- Records supplied:
********************

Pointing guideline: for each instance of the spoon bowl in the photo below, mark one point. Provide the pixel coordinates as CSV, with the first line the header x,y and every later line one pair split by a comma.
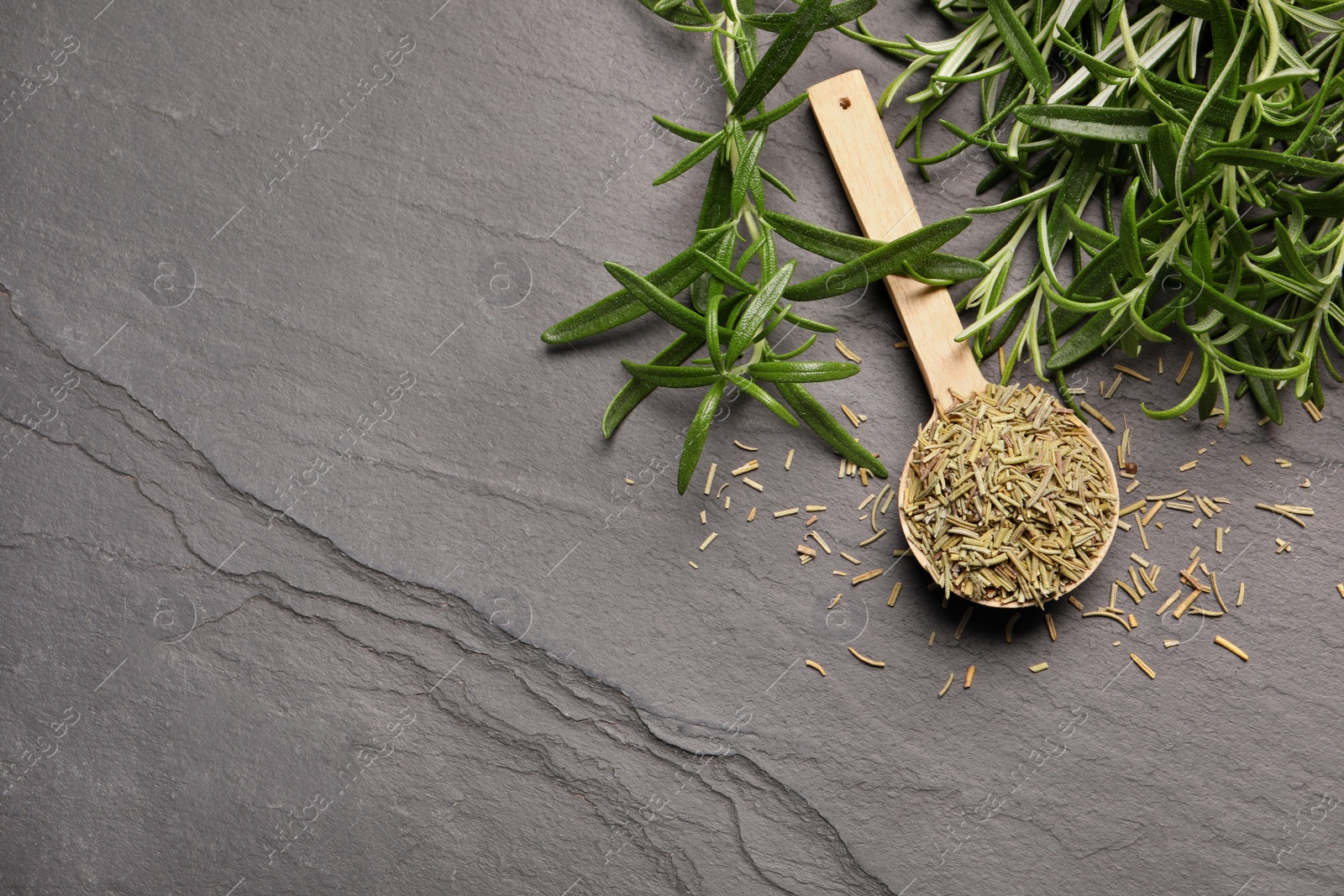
x,y
867,167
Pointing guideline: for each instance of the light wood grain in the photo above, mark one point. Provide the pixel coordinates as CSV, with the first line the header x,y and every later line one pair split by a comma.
x,y
867,165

********************

- Your objective:
With the pictures left out, output all the entries exactly.

- Solution:
Pointing guideline: for each instance of the spoon bowl in the photo below, mark one point. Provide the pixel coordinates as CSV, with the first line the header x,y and every later line one pair split by a comma.
x,y
867,167
Pointing guideline: for each instance of the light wood grain in the photo above, mark one point. Provide the pixel coordinates as CSV, with the first line the header x,y and every later line one pair split by a comma.
x,y
867,165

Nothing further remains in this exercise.